# EXTRAIT
Et tu n’as jamais douté de ton niveau ?
Un peu, si. Mais dans mon entourage on a toujours cherché à me rassurer. Franchement, c’était dur dans la tête. Sur le Tour Alsace, j’ai dû finir à quelque chose comme 40 minutes du vainqueur au général. Régis (Auclair) me disait de m’accrocher. J’aurais préféré courir en 2 de temps en temps, pour me faire plaisir. Là, j’avais la sensation de faire le nombre, d’être au départ pour dire d’y être mais sans espérer quoi que ce soit. Mais en réalité, c’est comme si j’avais déjà un plan de carrière. C’est aussi à ce moment-là que Michel Gros (agent de coureurs, NDLR) a commencé à me suivre. Tout était prévu : il m’avait dit que j’allais marcher fort en Espoirs 3.
Donc tu avais programmé de passer pro ?
Un jour, Michel Gros m’a appelé en me disant « il faut absolument qu’on se parle, qu’on se voit ». Là, je me suis dit que ce n’était pas bon, que j’avais fait une connerie. On s’était donné rendez-vous dans un bar, à Lyon. Je me souviens que j’avais 1h30 de route et j’avais beaucoup cogité. Je me suis dit que j’allais me faire bouger, mais sans savoir pourquoi (rires). Et en fait, pas du tout. Il m’a posé un contrat sous les yeux et m’a dit que j’avais des capacités. Et il a ajouté : « tu verras, l’an prochain tu vas marcher fort, tu seras en Equipe de France et tu vas même trouver un stage professionnel ». Je dois avouer que sur le coup, je lui ai rigolé au nez.
« JE M’EN SERAIS VOULU TOUTE MA VIE »
Et finalement tout s’est passé comme il te l’avait annoncé ?
Tout est allé très vite, presque trop vite. En tout cas, j’ai énormément de bons souvenirs de cette saison 2012. J’ai gagné le Tour de l’Ardèche Méridionale dès le mois de mars puis j’ai enchainé les bons résultats avec des podiums sur le GP de Vougy, le GP de Plouay et une 5e place au Rhône-Alpes Isère Tour qui m’a sans doute permis de passer pro. Et j’avais failli gagner l’étape de Tavagnasco avec le maillot de l’Equipe de France, sur le Tour du Val d'Aoste. C’était une arrivée au sommet. J’étais échappé et j’avais encore 2’30’’ d’avance au pied du dernier col : 9 bornes à 18%. Un mur ! J’avais gardé le 27 à l’arrière et je me suis complètement écroulé aux deux bornes. Je revois Fabio Aru me passer comme une bombe !

(Entrées d'un jeu de données de pointage)
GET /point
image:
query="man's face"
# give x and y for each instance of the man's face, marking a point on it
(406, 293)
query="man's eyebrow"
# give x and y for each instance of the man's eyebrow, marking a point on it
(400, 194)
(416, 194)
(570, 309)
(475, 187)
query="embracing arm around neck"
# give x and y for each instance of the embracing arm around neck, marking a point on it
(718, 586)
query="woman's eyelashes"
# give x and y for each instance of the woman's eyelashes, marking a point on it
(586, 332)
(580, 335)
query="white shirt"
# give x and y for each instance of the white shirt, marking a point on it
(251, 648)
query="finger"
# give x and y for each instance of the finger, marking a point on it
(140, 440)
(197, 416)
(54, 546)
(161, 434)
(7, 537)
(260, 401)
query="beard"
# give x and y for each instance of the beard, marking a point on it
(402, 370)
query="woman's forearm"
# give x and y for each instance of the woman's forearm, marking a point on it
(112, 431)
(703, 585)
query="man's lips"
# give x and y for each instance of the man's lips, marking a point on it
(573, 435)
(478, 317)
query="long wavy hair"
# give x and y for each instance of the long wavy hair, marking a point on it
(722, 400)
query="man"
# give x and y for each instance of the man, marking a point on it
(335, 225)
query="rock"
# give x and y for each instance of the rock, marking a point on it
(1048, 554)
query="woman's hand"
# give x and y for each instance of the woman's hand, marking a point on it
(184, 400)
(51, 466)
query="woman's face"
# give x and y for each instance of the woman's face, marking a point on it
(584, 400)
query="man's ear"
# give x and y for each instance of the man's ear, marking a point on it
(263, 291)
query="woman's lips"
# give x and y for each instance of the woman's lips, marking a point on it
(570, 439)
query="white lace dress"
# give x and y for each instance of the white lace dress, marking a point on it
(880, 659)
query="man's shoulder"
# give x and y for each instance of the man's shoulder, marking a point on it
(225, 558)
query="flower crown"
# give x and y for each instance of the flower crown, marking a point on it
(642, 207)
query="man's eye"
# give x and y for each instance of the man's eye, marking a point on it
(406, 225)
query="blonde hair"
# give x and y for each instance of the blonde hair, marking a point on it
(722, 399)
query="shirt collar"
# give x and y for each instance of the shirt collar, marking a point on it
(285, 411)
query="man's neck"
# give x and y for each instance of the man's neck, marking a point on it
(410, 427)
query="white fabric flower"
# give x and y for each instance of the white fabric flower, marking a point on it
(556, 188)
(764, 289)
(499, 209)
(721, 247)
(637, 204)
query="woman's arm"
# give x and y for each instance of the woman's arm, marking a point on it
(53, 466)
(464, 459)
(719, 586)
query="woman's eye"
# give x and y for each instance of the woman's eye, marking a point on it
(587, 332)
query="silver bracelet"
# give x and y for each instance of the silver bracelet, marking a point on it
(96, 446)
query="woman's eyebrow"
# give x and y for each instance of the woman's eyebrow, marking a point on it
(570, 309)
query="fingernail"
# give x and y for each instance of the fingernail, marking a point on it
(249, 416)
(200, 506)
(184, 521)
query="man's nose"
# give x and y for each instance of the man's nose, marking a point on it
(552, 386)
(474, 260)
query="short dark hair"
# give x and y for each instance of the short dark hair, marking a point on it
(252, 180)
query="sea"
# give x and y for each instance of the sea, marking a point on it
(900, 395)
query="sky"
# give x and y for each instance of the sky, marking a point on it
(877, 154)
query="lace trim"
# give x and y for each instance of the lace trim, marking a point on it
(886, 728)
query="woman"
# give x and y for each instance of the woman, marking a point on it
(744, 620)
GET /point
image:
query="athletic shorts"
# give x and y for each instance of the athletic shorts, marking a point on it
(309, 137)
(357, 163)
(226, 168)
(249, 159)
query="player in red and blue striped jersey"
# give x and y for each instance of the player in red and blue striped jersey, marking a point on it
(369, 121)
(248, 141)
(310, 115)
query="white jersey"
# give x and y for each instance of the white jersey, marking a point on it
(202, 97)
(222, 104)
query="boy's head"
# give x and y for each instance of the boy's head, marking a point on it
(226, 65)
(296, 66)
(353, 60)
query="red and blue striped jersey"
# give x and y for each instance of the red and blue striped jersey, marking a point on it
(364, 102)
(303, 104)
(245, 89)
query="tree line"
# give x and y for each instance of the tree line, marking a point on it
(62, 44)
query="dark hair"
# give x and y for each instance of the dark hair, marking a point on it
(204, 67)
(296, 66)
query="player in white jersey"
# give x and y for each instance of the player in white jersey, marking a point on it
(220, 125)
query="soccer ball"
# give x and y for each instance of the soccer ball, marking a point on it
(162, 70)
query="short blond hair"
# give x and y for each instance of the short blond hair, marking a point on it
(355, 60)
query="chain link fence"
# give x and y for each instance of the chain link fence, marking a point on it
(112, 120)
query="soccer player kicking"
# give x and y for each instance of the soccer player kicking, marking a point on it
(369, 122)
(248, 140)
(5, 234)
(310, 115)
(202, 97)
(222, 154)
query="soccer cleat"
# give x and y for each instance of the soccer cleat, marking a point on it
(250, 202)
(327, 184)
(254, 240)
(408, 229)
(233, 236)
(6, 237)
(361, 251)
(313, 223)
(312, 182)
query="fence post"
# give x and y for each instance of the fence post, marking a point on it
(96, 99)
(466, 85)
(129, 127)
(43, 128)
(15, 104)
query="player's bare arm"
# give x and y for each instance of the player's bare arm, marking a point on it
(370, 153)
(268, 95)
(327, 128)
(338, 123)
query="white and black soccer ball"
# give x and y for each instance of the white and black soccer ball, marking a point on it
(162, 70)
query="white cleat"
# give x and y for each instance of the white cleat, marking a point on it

# TÂCHES À RÉALISER
• A. Répondez à ces questions sur l'entretien avec le coureur cycliste :
(i) Dans quelle ville Michel Gros et le coureur se sont-ils donné rendez-vous ?
(ii) Quelle course le coureur a-t-il remportée dès le mois de mars de la saison 2012 ?
(iii) Quelle pente le coureur indique-t-il pour les 9 derniers kilomètres de l'étape de Tavagnasco ?
• B. Prolongez l'entretien avec le coureur cycliste au-delà de sa dernière phrase.
Le matériel fourni n'est pas utile ici.

# RÉPONSES PAR TÂCHE
• A.
(i) À Lyon.
(ii) Le Tour de l'Ardèche Méridionale.
(iii) 18 %.

• B.
La plupart des coureurs que tu accompagnais vers les sommets sur ce Tour du Val d’Aoste sont aujourd’hui bien installés chez les professionnels…
Oui, un gars comme Fabio Aru a gagné un Grand Tour. Mais ce n’est pas la peine de vouloir faire de comparaison. Je n’aurais jamais pu être un grand champion comme lui ou comme Warren Barguil et Thibaut Pinot, qui avaient avant moi été très bons sur le Val d’Aoste. J’ai simplement loupé mon passage chez les pros.
Pourquoi cela s’est-il si mal passé ?
En 2013 chez Cofidis, j’étais le seul néo-pro de l’équipe. Avec le recul, je me dis que je n’étais sans doute pas prêt pour passer professionnel, qu’il aurait fallu que je fasse ma dernière saison Espoirs chez les amateurs. Physiquement, c’était sans doute bon. J’avais prouvé sur le Rhône-Alpes Isère Tour que j’avais ma place chez les pros. Mais c’était sans doute plus mental. Si l’on m’avait dit début 2012 que j’allais passer pro en fin de saison, j’aurais cru à un gag. Du coup, j’avais beaucoup hésité. Maintenant, quand on vous pose un contrat professionnel de deux ans sous les yeux dans une grande équipe comme la Cofidis, alors que vous n’avez que 21 ans, c’est compliqué de refuser. Et d’un autre côté, que ce serait-il passé si j’avais fait une saison 2013 moyenne en amateurs, si l’on ne m’avait pas proposé d’autre contrat ? Je m’en serais voulu toute ma vie. Le vrai problème, c’est que je suis tombé malade avec cette toxoplasmose (lire ici).
« J’ETAIS AU FOND DU TROU »
Mentalement, tu as dû galérer ?
J’ai fait une petite dépression. Je me posais beaucoup de questions. C’est un milieu difficile où j’ai vite réalisé que quand ça n’allait pas, j’avais beaucoup moins de coups de téléphone. Par moments, je me sentais vraiment inutile dans l’équipe. Inutile tout court. On me demandait de me reposer. Alors je restais chez moi, puis j’allais pêcher au lac le matin avant de regarder les étapes du Tour de France devant ma télé l’après-midi. J’étais vraiment au fond du trou.
Comment t’es-tu reconstruit ?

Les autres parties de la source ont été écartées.